┌────────

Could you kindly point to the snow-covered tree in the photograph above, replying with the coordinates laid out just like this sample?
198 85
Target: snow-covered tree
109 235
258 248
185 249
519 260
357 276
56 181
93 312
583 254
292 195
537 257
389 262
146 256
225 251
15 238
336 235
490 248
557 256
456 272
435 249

└────────

◆ **YOUR INSTRUCTIONS**: An exact copy of the data is needed.

◆ **SOLUTION TO THE EXERCISE**:
Could you kindly point to the snow-covered tree in the photograph above, replying with the coordinates laid out just like this sample?
198 85
Target: snow-covered tree
109 235
258 248
185 249
519 260
357 276
56 181
93 312
583 254
292 195
537 257
389 262
146 256
225 251
15 238
336 235
490 248
557 256
456 272
435 249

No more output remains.